> Task requirements
Reproduce every one of the records below line for line, with no changes.

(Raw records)
[start]

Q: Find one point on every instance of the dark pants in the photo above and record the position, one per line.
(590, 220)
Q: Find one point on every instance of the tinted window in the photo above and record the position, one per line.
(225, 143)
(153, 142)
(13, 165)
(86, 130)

[end]

> Reply
Q: Find one point on every instance of the dark pants in the photo above and record the position, one per line.
(590, 220)
Q: Find one point on every instance of the tinted window in the photo above and record the position, one per line.
(225, 143)
(153, 142)
(13, 165)
(86, 130)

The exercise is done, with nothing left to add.